To be done:
1 – Determine whether each statement agrees with the thread below, answering yes or no and quoting the deciding words: (a) Koi states that Kit Fisto appeared in the preview for last week's episode but not in the episode itself; (b) Rukia expects Jedi to be involved in next week's episode; (c) KazeYama finds the droid humor unfunny.
2 – In the thread below, for whom does Milly say the show is a must?

Extract:
The last episode was fantastic.  The nebula scene had to be my favorite.  And it's great to see where the Y-Wings originated.


----------



## Talon. (Oct 14, 2008)

^hes fighting greivous in the next ep 
YEEEEEAH BOOOOOOIIIEEEEE
padme is also being intro'd to the series


----------



## excellence153 (Oct 14, 2008)

Altair_X said:


> padme is also being intro'd to the series



I don't know if that's a good thing.  I get they're trying to make her look useful, but she's turning into a damsel in distress kinda gal.


----------



## JosefJoestar (Oct 14, 2008)

Hmm the new series? I'm not too keen, but the old by Tartakovsky was awesome.


----------



## Milly (Oct 16, 2008)

Obi-Wan vs Grevious is gonna be so fucking dope, I hate how Lucas is making Anakin too ambitious which badly reveals the reason he switched to the dark side.
Ahsoka is pretty cool in my book, but her tragic death seems very inevitable by making her take the fall for Anakin's mistakes and having a deep connection with Anakin.

This show is definitely a must for hardcore SW fans of all ages.


----------



## Chee (Oct 16, 2008)

My brother said that one of the ship thingies blew up and fell in space. Series sounds dumb.


----------



## excellence153 (Oct 17, 2008)

Chee said:


> My brother said that one of the ship thingies blew up and fell in space. Series sounds dumb.



:B  Gurhur

I'm ready for tomorrow night's episode, even though it's gonna be Padme-heavy.


----------



## Ryuk (Oct 17, 2008)

I want to see Ki Adi Mudi . lol  .


----------



## Koi (Oct 17, 2008)

I still wanna see Kit Fisto. D:  He was in the preview for last week's episode and then wasn't actually in it.  Meh.  Maybe this week.


----------



## Rukia (Oct 17, 2008)

Saw the new episode.

What's the deal with the droids in this series.  They have been ridiculous...seriously, it's lke 99% comic relief with them.

Padme is as bad a character in the cartoon as she was in the movies.  lol, it's painful to watch her.

What's the point of Obi-Wan Kenobi in this episode?  I thought this show was going to focus on Anakin and Ahsoka?  Ahsoka could have gone on this rescue mission with her just as easily.

Wow.  It was surprising to see that little dispute between Dooku and Grievous at the end of the episode.

Next week looks boring.  Clones vs. droids.  No signs of any jedi involvement.


----------



## KazeYama (Oct 17, 2008)

This week was epic IMO. All the things people complain about are the things I love. Stupid Droid humor cracks me up every single time. Also I assumed Ahsoka sucks too much as a jedi to go on a rescue mission into enemy territory. I mean with Plo Koon, Obi-Wan and Anakin there why would you need Ahsoka at all. 

Next episode looks sweet though. It is called the Clone Wars and not the Jedi Wars for a reason. One episode of only clones is not that bad when every other episode focuses on the Jedi.


----------



## Zen-aku (Oct 17, 2008)

Data entries:
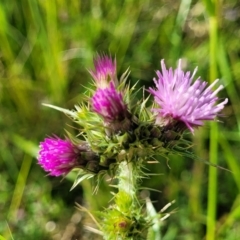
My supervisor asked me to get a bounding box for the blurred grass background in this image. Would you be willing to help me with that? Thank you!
[0,0,240,240]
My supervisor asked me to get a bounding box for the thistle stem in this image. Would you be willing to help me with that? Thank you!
[103,158,149,240]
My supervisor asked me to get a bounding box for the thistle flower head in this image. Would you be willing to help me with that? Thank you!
[92,82,127,122]
[38,137,80,176]
[149,60,228,132]
[89,55,117,88]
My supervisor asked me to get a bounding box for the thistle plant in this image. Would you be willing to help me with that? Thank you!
[38,55,228,240]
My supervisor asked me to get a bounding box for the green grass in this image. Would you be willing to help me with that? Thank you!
[0,0,240,240]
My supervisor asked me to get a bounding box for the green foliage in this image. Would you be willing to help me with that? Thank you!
[0,0,240,240]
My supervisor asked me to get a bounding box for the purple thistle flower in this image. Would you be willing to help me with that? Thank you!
[38,137,80,176]
[89,55,117,88]
[92,82,127,122]
[149,60,228,132]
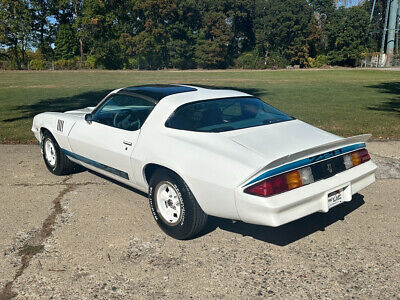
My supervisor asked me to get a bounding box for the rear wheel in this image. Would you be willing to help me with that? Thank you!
[42,131,76,175]
[149,169,207,240]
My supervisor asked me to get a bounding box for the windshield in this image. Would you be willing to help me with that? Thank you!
[165,97,293,132]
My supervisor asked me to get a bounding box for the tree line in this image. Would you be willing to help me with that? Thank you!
[0,0,387,69]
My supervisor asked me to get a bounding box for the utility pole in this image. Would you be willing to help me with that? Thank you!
[378,0,393,67]
[386,0,399,66]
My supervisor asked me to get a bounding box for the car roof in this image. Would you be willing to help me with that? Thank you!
[118,84,197,102]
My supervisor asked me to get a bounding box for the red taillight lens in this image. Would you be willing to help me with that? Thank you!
[244,149,371,197]
[244,167,314,197]
[343,149,371,169]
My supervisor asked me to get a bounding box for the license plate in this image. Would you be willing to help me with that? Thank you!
[328,187,346,208]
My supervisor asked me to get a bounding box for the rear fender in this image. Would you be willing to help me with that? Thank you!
[32,112,80,150]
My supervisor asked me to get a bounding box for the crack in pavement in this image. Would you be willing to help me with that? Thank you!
[0,175,103,300]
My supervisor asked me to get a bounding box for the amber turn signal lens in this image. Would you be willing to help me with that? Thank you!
[286,170,303,190]
[351,151,361,167]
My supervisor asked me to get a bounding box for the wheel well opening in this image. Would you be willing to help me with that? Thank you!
[144,164,176,184]
[40,127,53,138]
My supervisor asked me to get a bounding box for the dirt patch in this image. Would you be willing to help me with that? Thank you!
[0,176,75,300]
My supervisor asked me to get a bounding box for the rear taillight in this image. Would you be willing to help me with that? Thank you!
[244,149,371,197]
[343,149,371,169]
[244,167,314,197]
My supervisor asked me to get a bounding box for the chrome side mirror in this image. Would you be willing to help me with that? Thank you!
[85,114,93,124]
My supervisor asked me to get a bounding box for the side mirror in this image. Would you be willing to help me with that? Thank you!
[85,114,93,124]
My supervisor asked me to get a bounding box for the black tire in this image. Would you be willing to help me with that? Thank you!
[42,131,77,176]
[149,169,207,240]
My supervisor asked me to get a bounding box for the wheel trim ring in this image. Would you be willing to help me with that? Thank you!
[43,139,57,167]
[154,181,183,226]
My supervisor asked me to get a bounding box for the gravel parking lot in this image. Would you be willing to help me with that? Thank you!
[0,142,400,300]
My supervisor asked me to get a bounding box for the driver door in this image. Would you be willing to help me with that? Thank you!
[69,94,155,182]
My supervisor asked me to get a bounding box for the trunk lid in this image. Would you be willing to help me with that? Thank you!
[230,120,342,163]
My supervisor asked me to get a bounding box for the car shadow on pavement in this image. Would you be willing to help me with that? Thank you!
[206,194,365,246]
[85,169,148,198]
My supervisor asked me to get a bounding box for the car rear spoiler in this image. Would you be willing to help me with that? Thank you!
[241,134,371,186]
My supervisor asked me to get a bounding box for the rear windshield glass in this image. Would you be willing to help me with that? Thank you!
[165,97,293,132]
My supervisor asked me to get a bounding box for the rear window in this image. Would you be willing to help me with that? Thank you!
[165,97,293,132]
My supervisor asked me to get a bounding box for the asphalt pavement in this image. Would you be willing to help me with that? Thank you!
[0,142,400,300]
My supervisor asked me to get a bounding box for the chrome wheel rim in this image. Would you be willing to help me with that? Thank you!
[44,139,57,167]
[155,181,182,226]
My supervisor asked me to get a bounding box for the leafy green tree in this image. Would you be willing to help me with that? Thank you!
[254,0,313,65]
[195,11,233,68]
[0,0,32,69]
[29,0,55,59]
[54,23,78,59]
[326,6,371,66]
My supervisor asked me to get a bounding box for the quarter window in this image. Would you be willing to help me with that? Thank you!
[93,94,155,131]
[165,97,293,132]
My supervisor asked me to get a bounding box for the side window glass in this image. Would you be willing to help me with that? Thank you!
[93,94,155,131]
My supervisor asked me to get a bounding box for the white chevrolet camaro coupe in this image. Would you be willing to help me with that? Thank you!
[32,85,376,239]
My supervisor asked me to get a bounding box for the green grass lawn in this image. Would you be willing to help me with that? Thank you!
[0,70,400,143]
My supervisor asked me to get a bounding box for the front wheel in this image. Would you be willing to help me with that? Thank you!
[149,169,207,240]
[42,132,75,175]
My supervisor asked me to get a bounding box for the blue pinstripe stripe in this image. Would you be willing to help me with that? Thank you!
[61,148,129,180]
[243,143,365,187]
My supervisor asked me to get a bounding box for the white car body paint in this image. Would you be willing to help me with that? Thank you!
[32,87,376,226]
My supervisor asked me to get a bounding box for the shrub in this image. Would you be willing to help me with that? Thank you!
[307,55,328,68]
[235,52,265,69]
[29,59,46,70]
[265,52,290,69]
[53,57,78,70]
[85,55,97,69]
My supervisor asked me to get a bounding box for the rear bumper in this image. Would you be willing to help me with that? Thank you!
[235,161,377,227]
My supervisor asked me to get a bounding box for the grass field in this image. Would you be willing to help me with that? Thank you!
[0,70,400,143]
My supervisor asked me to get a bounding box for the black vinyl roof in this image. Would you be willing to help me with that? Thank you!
[120,84,197,101]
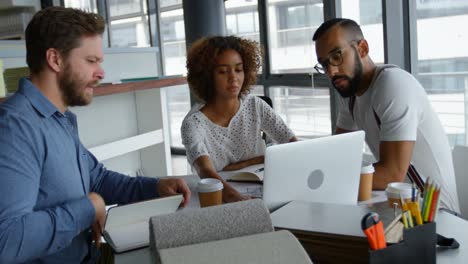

Answers to the problems:
1 –
(a) Yes: "He was in the preview for last week's episode and then wasn't actually in it."
(b) No: "No signs of any jedi involvement."
(c) No: "Stupid Droid humor cracks me up every single time."

2 – Hardcore SW fans of all ages.